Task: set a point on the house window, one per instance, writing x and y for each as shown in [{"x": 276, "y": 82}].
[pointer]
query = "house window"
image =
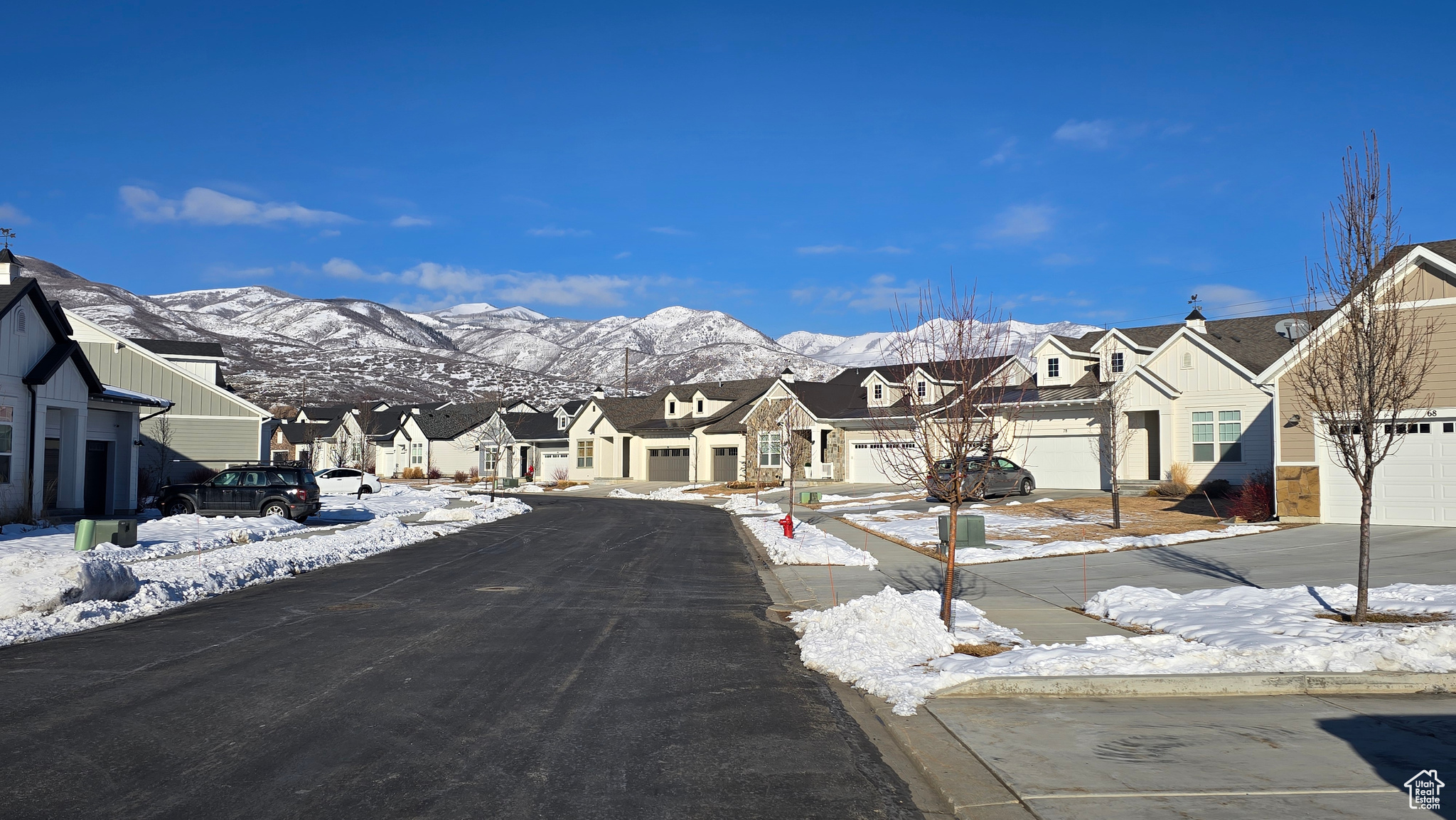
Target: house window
[
  {"x": 1228, "y": 446},
  {"x": 771, "y": 449},
  {"x": 6, "y": 440}
]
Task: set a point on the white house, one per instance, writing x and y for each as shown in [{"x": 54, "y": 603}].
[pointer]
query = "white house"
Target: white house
[{"x": 69, "y": 443}]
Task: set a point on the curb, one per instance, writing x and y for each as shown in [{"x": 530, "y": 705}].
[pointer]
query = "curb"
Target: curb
[{"x": 1207, "y": 685}]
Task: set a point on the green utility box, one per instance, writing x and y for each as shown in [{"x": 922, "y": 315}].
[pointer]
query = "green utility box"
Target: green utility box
[
  {"x": 970, "y": 532},
  {"x": 89, "y": 532}
]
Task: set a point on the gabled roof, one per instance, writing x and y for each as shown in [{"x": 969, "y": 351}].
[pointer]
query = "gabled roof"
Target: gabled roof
[
  {"x": 176, "y": 347},
  {"x": 453, "y": 420}
]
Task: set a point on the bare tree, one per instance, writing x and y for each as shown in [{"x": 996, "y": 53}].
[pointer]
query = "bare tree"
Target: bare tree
[
  {"x": 1366, "y": 368},
  {"x": 1114, "y": 436},
  {"x": 946, "y": 420}
]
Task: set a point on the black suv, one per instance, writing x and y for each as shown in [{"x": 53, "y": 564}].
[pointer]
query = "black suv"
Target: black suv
[{"x": 262, "y": 490}]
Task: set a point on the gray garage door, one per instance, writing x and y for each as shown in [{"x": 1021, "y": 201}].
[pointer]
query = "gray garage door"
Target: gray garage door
[
  {"x": 668, "y": 464},
  {"x": 725, "y": 464}
]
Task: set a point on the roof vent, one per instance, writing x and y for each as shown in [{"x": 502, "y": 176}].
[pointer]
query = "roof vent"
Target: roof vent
[{"x": 1292, "y": 329}]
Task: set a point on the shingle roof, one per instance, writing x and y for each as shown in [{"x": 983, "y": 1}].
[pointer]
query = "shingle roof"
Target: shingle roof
[
  {"x": 453, "y": 420},
  {"x": 176, "y": 347}
]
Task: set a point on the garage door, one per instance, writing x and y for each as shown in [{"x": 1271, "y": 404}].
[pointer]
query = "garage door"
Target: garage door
[
  {"x": 668, "y": 464},
  {"x": 869, "y": 465},
  {"x": 1060, "y": 462},
  {"x": 1415, "y": 485}
]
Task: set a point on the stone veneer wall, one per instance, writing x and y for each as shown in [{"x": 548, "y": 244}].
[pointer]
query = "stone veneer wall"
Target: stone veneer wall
[{"x": 1297, "y": 491}]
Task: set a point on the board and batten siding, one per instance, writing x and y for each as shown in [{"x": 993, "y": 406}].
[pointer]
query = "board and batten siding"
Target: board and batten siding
[{"x": 132, "y": 371}]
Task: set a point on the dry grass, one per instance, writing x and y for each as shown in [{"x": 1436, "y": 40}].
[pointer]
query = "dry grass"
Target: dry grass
[
  {"x": 1388, "y": 618},
  {"x": 982, "y": 650}
]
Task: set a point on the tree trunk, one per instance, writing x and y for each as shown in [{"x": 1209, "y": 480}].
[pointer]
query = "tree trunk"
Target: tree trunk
[
  {"x": 1363, "y": 583},
  {"x": 950, "y": 570}
]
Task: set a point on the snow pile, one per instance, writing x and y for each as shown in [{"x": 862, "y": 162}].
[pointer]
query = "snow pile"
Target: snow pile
[
  {"x": 664, "y": 494},
  {"x": 44, "y": 582},
  {"x": 747, "y": 506},
  {"x": 1242, "y": 631},
  {"x": 808, "y": 545},
  {"x": 882, "y": 643},
  {"x": 918, "y": 529},
  {"x": 175, "y": 582}
]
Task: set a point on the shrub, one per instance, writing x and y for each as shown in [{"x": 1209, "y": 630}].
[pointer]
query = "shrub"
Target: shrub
[
  {"x": 1254, "y": 500},
  {"x": 1216, "y": 489}
]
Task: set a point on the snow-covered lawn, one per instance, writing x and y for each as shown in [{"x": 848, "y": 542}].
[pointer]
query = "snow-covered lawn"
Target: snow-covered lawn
[
  {"x": 808, "y": 545},
  {"x": 922, "y": 529},
  {"x": 893, "y": 646},
  {"x": 50, "y": 590}
]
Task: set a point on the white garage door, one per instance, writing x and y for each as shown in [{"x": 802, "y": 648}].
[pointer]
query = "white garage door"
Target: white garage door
[
  {"x": 869, "y": 465},
  {"x": 1060, "y": 462},
  {"x": 1415, "y": 485}
]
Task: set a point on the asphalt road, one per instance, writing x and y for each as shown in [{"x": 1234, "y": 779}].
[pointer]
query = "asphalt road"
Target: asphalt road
[{"x": 625, "y": 671}]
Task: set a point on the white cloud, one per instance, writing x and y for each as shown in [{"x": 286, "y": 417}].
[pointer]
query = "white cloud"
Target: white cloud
[
  {"x": 14, "y": 215},
  {"x": 1004, "y": 154},
  {"x": 554, "y": 230},
  {"x": 1019, "y": 223},
  {"x": 1093, "y": 133},
  {"x": 204, "y": 206}
]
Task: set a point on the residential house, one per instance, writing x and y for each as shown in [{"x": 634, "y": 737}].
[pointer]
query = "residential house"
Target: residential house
[
  {"x": 690, "y": 433},
  {"x": 1415, "y": 485},
  {"x": 69, "y": 443},
  {"x": 207, "y": 429},
  {"x": 1197, "y": 398}
]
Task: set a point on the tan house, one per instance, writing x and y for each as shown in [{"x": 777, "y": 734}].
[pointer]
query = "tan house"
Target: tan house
[{"x": 1415, "y": 485}]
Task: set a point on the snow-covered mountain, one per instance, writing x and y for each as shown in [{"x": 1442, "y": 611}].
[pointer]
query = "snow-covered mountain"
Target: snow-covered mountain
[{"x": 877, "y": 348}]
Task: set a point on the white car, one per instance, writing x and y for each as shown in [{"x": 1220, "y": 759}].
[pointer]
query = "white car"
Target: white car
[{"x": 341, "y": 481}]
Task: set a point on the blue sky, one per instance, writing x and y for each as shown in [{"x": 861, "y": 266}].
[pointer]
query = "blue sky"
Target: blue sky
[{"x": 796, "y": 166}]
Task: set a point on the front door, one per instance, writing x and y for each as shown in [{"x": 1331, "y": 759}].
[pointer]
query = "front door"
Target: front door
[{"x": 97, "y": 476}]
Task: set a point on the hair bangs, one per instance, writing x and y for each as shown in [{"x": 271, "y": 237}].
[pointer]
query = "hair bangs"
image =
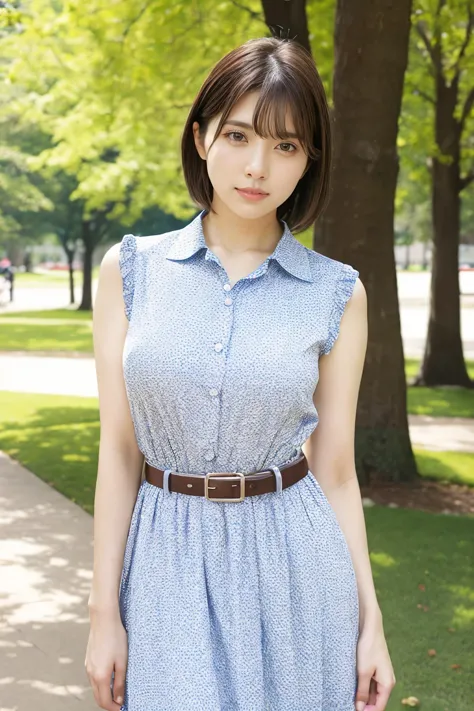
· · · · · · ·
- Work to complete -
Return every line of the data above verbatim, leaving out the pictures.

- Reply to the exercise -
Task: set a point on the house window, one per instance, writing x and y for each as shown in [{"x": 276, "y": 82}].
[pointer]
query = "house window"
image =
Target: house window
[
  {"x": 1228, "y": 446},
  {"x": 771, "y": 449},
  {"x": 6, "y": 440}
]
Task: set a point on the white house, one per instance, writing x and y for each as shown in [{"x": 54, "y": 603}].
[pointer]
query = "white house"
Target: white house
[{"x": 69, "y": 443}]
Task: set a point on the curb, one per instance, writing x and y for each as shown in [{"x": 530, "y": 705}].
[pointer]
query = "curb"
Target: curb
[{"x": 1207, "y": 685}]
Task: set a point on the green utility box, one per instance, writing x and y for each as shown in [{"x": 922, "y": 315}].
[pointer]
query = "green utility box"
Target: green utility box
[
  {"x": 970, "y": 532},
  {"x": 89, "y": 532}
]
Task: set a point on the gabled roof, one per instance, writing x and y for each as shown in [{"x": 969, "y": 351}].
[pointer]
query = "gabled roof"
Target: gabled roof
[
  {"x": 176, "y": 347},
  {"x": 453, "y": 420}
]
Task: set a point on the bare tree, one per instance, writing x and y for each as shown in [{"x": 996, "y": 53}].
[pointer]
query = "bare tree"
Target: bare tree
[
  {"x": 1366, "y": 368},
  {"x": 1114, "y": 436},
  {"x": 946, "y": 420}
]
Task: set a point on the black suv, one per instance, writing x and y for each as shown in [{"x": 53, "y": 564}].
[pointer]
query = "black suv"
Target: black suv
[{"x": 262, "y": 490}]
Task: set a point on the gray garage door, one per instance, writing x and y for each as shown in [{"x": 1021, "y": 201}].
[pointer]
query = "gray garage door"
Target: gray garage door
[
  {"x": 668, "y": 464},
  {"x": 725, "y": 464}
]
Task: set a point on the roof vent, one per instance, writing x and y for each as shown in [{"x": 502, "y": 176}].
[pointer]
query = "roof vent"
Target: roof vent
[{"x": 1292, "y": 329}]
Task: set a point on the shingle roof, one per instance, writing x and y for each as shown in [{"x": 983, "y": 1}].
[pointer]
query = "shingle roof"
Target: shingle roof
[
  {"x": 453, "y": 420},
  {"x": 176, "y": 347}
]
Task: set a point on the garage door, one per instance, writing x and y for each as shown in [{"x": 1271, "y": 404}].
[pointer]
query = "garage door"
Target: garage door
[
  {"x": 668, "y": 464},
  {"x": 869, "y": 465},
  {"x": 1060, "y": 462},
  {"x": 1415, "y": 485}
]
Task: set a point on the stone veneer wall, one per instance, writing x and y for each as shown in [{"x": 548, "y": 244}].
[pointer]
query = "stone veneer wall"
Target: stone veneer wall
[{"x": 1297, "y": 491}]
Task: set a point on the board and batten siding, one per instance, writing x and y for each as shown in [{"x": 993, "y": 406}].
[pointer]
query = "board and batten siding"
Target: board and batten siding
[{"x": 132, "y": 371}]
Task: set a point on the dry grass, one per instance, writing x and y for each as shown in [{"x": 1436, "y": 40}].
[pointer]
query = "dry grass"
Target: dry grass
[
  {"x": 1388, "y": 618},
  {"x": 982, "y": 650}
]
Task: set a point on the tree trunk, one per instance, writing x and y for each as shown in [{"x": 1209, "y": 480}].
[pointer]
query = "tree trunk"
Target: tree trunk
[
  {"x": 1363, "y": 583},
  {"x": 950, "y": 570}
]
Task: set a point on the snow pile, one per instance, writing x and y for each as shown in [{"x": 862, "y": 162}].
[pointer]
query = "snow pile"
Target: snow pile
[
  {"x": 664, "y": 494},
  {"x": 44, "y": 582},
  {"x": 747, "y": 506},
  {"x": 1242, "y": 631},
  {"x": 808, "y": 545},
  {"x": 882, "y": 643},
  {"x": 918, "y": 529},
  {"x": 175, "y": 582}
]
Task: set a point on the shrub, one per instance, writing x and y for each as shown in [{"x": 1209, "y": 630}].
[pointer]
query = "shrub"
Target: shrub
[
  {"x": 1254, "y": 500},
  {"x": 1216, "y": 489}
]
Task: set a point on the snow-covered lawn, one per instance, writing x and y for each as shown in [{"x": 848, "y": 542}].
[pointer]
query = "snow-covered lawn"
Target: snow-covered lawn
[
  {"x": 808, "y": 545},
  {"x": 922, "y": 529},
  {"x": 893, "y": 646},
  {"x": 50, "y": 590}
]
Task: set a point on the white garage door, one per instance, writing x and y for each as shown in [{"x": 802, "y": 648}].
[pointer]
query = "white garage door"
Target: white garage door
[
  {"x": 869, "y": 465},
  {"x": 1060, "y": 462},
  {"x": 1415, "y": 485}
]
Task: set a point on the asphalt road, one per instance, writing x and y for each as shown in [{"x": 1234, "y": 779}].
[pointer]
query = "asphalt road"
Target: asphalt road
[{"x": 625, "y": 671}]
Task: set a point on the white cloud, one per instance, writing x and y for each as shown in [{"x": 286, "y": 417}].
[pointer]
query = "white cloud"
Target: white cloud
[
  {"x": 14, "y": 215},
  {"x": 1004, "y": 154},
  {"x": 554, "y": 230},
  {"x": 1019, "y": 223},
  {"x": 1093, "y": 133},
  {"x": 204, "y": 206}
]
Task: set a point on the residential house, one per instance, writing x and y for each as shown in [{"x": 634, "y": 737}].
[pointer]
query = "residential house"
Target: residential house
[
  {"x": 690, "y": 433},
  {"x": 1415, "y": 485},
  {"x": 69, "y": 443},
  {"x": 207, "y": 429},
  {"x": 1197, "y": 398}
]
Task: set a point on the tan house, one per instance, writing x and y for each as shown in [{"x": 777, "y": 734}].
[pointer]
query = "tan house"
Target: tan house
[{"x": 1415, "y": 485}]
Task: set a point on the snow-covered mountain, one per instance, writing x and y for each as shown in [{"x": 1442, "y": 611}].
[pointer]
query = "snow-covered mountain"
Target: snow-covered mountain
[{"x": 877, "y": 348}]
Task: set a point on the white car, one per instance, writing x and y for each as shown in [{"x": 1220, "y": 759}].
[pointer]
query = "white car"
Target: white car
[{"x": 341, "y": 481}]
Task: set a point on the blue sky, one per instance, writing x and y for each as shown in [{"x": 861, "y": 266}].
[pointer]
query = "blue sky"
Target: blue sky
[{"x": 796, "y": 166}]
Task: set a point on the front door, one per instance, writing x and y for each as shown in [{"x": 1331, "y": 759}].
[pointer]
query = "front door"
Target: front door
[{"x": 97, "y": 476}]
Task: set a point on the hair bangs, one per instance, writing x and y for each as shown in [{"x": 271, "y": 237}].
[pointer]
query = "hair bangs"
image =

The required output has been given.